-- Begin Passage --
Upon termination of this Agreement with respect to
any Fund before the end of a month, or in the event
this Agreement becomes effective with respect to
any Fund other than as of the beginning of a month,
the fee payable with respect to such Fund for that
month shall be prorated according to the proportion
that such period bears to the full monthly period and
shall be payable upon the relevant date as stated in
Section 9(a).
10. EXPENSES. Advisor, Issuer, and
the Funds shall assume and pay their respective
organizational, operational and business expenses
not specifically assumed or agreed to be paid by
Subadvisor pursuant to this Agreement. Subadvisor
shall pay its own organizational, operational and
business expenses but shall not be obligated to pay
any expenses of Advisor, Issuer, or the Funds,
including, without limitation: (a) brokerage fees or
commissions in connection with the execution of
securities transactions, (b) taxes and interest
payable by the Funds; and (c) custodian fees and
expenses, so long as the latter are usual and not
excessive as reasonably determined by Advisor.
11. TERM AND TERMINATION OF
AGREEMENT.
-- End Passage --
Work to complete:
1. Please condense the paragraph of the agreement passage that begins "10. EXPENSES." into a short bulleted list that keeps its main facts.
2. Write the next part of the agreement passage, picking up after its final heading.
-- Begin Stored rows --
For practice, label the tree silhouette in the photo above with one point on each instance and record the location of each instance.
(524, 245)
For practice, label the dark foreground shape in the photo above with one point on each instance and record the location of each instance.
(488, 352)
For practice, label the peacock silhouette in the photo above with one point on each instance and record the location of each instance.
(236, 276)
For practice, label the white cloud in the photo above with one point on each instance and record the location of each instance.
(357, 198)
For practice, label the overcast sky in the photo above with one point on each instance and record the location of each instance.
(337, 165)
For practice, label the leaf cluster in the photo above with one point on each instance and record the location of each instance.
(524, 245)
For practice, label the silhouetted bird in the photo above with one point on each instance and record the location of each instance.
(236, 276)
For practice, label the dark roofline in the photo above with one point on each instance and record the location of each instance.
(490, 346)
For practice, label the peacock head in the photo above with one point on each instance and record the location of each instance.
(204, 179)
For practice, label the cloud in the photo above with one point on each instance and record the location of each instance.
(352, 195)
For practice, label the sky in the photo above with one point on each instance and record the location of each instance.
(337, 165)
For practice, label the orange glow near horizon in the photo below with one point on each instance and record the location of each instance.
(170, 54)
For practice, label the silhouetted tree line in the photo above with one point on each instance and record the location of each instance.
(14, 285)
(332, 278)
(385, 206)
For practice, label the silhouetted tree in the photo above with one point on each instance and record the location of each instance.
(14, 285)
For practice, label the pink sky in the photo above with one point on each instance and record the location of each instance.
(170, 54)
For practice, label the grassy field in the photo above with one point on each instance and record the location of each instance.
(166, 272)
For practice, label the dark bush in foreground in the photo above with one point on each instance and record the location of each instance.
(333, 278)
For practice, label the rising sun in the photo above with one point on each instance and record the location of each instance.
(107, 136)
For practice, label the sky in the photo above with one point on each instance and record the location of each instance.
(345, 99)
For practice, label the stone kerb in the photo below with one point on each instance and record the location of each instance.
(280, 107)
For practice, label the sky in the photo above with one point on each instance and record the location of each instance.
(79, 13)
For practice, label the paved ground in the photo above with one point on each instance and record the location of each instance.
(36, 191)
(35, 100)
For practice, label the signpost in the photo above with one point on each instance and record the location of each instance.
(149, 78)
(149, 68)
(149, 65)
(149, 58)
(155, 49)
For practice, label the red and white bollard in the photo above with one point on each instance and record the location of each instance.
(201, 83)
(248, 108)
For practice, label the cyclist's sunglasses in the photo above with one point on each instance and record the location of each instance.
-- End Stored rows --
Answers for the exercise:
1.
- Advisor, Issuer, and the Funds pay their own organizational, operational, and business expenses, except those Subadvisor specifically assumes or agrees to pay under the Agreement.
- Subadvisor pays its own organizational, operational, and business expenses.
- Subadvisor is not obligated to pay any expenses of Advisor, Issuer, or the Funds, including:
  - brokerage fees or commissions for executing securities transactions;
  - taxes and interest payable by the Funds;
  - custodian fees and expenses, as long as they are usual and not excessive as reasonably determined by Advisor.

2.
(a) This Agreement shall become
effective as of the date first set forth above (the
"Effective Date") and shall continue in effect for a
period of two years from the Effective Date, unless
sooner terminated as hereinafter provided, and shall
continue in effect from year to year thereafter so
long as such continuance is specifically approved at
least annually (i) by either the Board or by the vote
of a majority of the outstanding voting securities of
each Fund, and (ii) by the vote of a majority of the
Directors who are not parties to this Agreement or
interested persons (as defined in the Investment
Company Act) of any such party, cast in person at a
meeting called for the purpose of voting on such
approval. The annual approvals provided for herein
shall be effective to continue this Agreement from
year to year if given within a period beginning not
more than ninety (90) days prior to the date on
which it would otherwise terminate in each
applicable year, notwithstanding the fact that more
than three hundred sixty-five (365) days may have
elapsed since the date on which such approval was
last given.
(b) This Agreement may be terminated,
or terminated with respect to any Fund, without
penalty on 60 days' written notice to Subadvisor (i)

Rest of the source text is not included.